▸ EXERCISE DETAILS
Output all records below verbatim.

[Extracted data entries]
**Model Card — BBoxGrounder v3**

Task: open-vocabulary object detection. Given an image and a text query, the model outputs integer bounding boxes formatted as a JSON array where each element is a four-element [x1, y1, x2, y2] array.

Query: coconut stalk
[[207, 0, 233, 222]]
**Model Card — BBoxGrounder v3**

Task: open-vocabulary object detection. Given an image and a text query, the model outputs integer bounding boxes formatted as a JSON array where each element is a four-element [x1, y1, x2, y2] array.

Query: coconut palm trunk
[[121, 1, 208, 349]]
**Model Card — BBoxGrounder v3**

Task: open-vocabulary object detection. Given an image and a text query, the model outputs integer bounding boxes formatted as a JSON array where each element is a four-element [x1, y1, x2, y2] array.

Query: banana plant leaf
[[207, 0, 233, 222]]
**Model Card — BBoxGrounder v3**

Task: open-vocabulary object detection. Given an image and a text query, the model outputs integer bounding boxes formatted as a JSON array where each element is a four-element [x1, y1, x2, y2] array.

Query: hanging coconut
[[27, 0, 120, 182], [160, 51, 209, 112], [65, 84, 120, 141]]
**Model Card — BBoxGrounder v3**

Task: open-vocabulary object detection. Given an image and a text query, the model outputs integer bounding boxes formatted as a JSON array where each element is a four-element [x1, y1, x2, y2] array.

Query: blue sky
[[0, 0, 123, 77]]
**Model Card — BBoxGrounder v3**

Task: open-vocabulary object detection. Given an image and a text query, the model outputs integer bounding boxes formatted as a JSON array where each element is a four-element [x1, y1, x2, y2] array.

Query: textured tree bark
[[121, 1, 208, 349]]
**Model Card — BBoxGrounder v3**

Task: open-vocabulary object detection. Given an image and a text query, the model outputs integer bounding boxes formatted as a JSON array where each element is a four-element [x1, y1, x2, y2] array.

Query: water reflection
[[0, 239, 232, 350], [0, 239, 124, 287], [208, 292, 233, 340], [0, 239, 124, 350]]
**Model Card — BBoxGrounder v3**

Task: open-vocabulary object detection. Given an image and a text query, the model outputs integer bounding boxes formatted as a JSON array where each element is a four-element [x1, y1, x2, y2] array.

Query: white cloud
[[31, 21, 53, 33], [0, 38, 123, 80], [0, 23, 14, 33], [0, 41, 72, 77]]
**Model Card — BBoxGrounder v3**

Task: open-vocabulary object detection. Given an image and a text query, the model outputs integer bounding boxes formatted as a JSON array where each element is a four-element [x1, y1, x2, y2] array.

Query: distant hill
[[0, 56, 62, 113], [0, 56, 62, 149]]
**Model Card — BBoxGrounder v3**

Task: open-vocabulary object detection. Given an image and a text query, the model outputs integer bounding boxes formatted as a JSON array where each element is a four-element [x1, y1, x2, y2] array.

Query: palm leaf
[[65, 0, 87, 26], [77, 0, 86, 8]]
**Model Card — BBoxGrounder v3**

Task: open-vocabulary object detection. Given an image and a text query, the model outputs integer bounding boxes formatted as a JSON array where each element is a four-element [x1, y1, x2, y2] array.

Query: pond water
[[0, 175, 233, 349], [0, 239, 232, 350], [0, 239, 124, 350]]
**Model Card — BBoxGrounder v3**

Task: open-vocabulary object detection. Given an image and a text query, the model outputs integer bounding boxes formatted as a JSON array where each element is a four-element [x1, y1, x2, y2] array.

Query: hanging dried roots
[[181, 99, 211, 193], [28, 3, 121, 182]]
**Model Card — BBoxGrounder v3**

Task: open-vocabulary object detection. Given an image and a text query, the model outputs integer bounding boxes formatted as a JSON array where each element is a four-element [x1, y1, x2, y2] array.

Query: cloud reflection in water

▸ SOLUTION TO THIS EXERCISE
**Model Card — BBoxGrounder v3**

Task: open-vocabulary object detection. Given an image and a text query, the model outputs integer bounding boxes formatted as a JSON array where each element is a four-element [x1, y1, x2, y2] array.

Query: coconut stalk
[[207, 0, 233, 222]]
**Model Card — BBoxGrounder v3**

Task: open-vocabulary object detection. Given an image and a text query, the model outputs integer bounding boxes formatted as a JSON array where each element is a four-element [x1, y1, x2, y2] array.

Query: coconut palm trunk
[[121, 1, 208, 349]]
**Model Card — BBoxGrounder v3**

Task: open-vocabulary object detection. Given an image and a text query, the model outputs integer bounding boxes formatted as a JSON array where each element is a four-element [x1, y1, x2, y2] array.

Query: banana plant leaf
[[207, 0, 233, 222]]
**Model Card — BBoxGrounder v3**

Task: open-vocabulary object detection. Given an image and a text query, the model outputs integer bounding boxes formatted as a JSON array where each element is a four-element [x1, y1, x2, y2] array.

Query: hanging coconut
[[27, 0, 120, 182], [160, 51, 209, 112], [65, 84, 120, 141]]
**Model Card — BBoxGrounder v3**

Task: open-vocabulary object detection. Given an image and a text query, the model outputs integer bounding boxes formatted as a JSON array where each element is a four-element [x1, y1, x2, y2] array.

Query: blue sky
[[0, 0, 123, 77]]
**Model Card — BBoxGrounder v3**

Task: open-vocabulary object detection. Given an image and a text query, the model outputs integer bounding boxes formatted as a JSON array where each element is a four-element [x1, y1, x2, y2] array.

Query: textured tree bark
[[121, 1, 208, 349]]
**Model Card — BBoxGrounder v3**

Task: open-vocabulary object detection. Given an image and a text query, the model outputs integer bounding boxes formatted as a JSON array where each element is a four-element [x1, y1, x2, y2] array.

Query: water reflection
[[0, 239, 232, 350], [0, 239, 124, 287], [208, 292, 233, 340], [0, 239, 124, 350]]
**Model Card — BBoxGrounder v3**

Task: open-vocabulary object detection. Given an image and a text query, the model outputs integer bounding boxes formatted as a JSON array where each element is a four-element [x1, y1, x2, y2] array.

Query: white cloud
[[31, 21, 53, 33], [0, 38, 123, 80], [0, 23, 14, 33], [0, 41, 72, 77]]
**Model Card — BBoxGrounder v3**

Task: open-vocabulary object detection. Given an image and a text query, the model outputs integer bounding boxes formatted as a JSON array where each element is a four-element [x1, y1, x2, y2] array.

Query: distant hill
[[0, 56, 62, 113], [0, 56, 62, 149]]
**Model Card — BBoxGrounder v3**

Task: open-vocabulary object detection. Given an image and a text query, the model outputs integer bounding boxes formatted as a JSON array where each element is a four-element [x1, y1, x2, y2] array.

Query: palm leaf
[[65, 0, 87, 26], [77, 0, 86, 8]]
**Model Card — BBoxGrounder v3**

Task: open-vocabulary object detection. Given an image and a text query, the model outputs integer bounding boxes formatted as a JSON array where each element is a four-element [x1, y1, x2, y2] array.

Query: pond water
[[0, 175, 233, 349], [0, 239, 232, 350], [0, 239, 124, 350]]
**Model Card — BBoxGrounder v3**

Task: open-vocabulary object detection. Given an image and a text query, the model outputs integer bounding boxes formatted as a JSON array where each element is a four-element [x1, y1, x2, y2] array.

Query: hanging dried roots
[[181, 99, 211, 193], [28, 3, 121, 182]]
**Model Card — BBoxGrounder v3**

Task: open-vocabulary object detection. Given an image and a text query, the model outputs integer bounding boxes formatted as a JSON array where each element is a four-element [x1, y1, x2, y2] array.

Query: cloud reflection in water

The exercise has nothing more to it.